The problem.
Print the records exactly as they are written.

######

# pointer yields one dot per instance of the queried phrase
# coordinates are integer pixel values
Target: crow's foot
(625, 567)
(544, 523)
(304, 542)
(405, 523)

######

Answer to this task.
# pointer yields one dot per instance of the queried phrase
# coordinates are integer pixel values
Target: crow's foot
(625, 567)
(544, 523)
(304, 542)
(405, 523)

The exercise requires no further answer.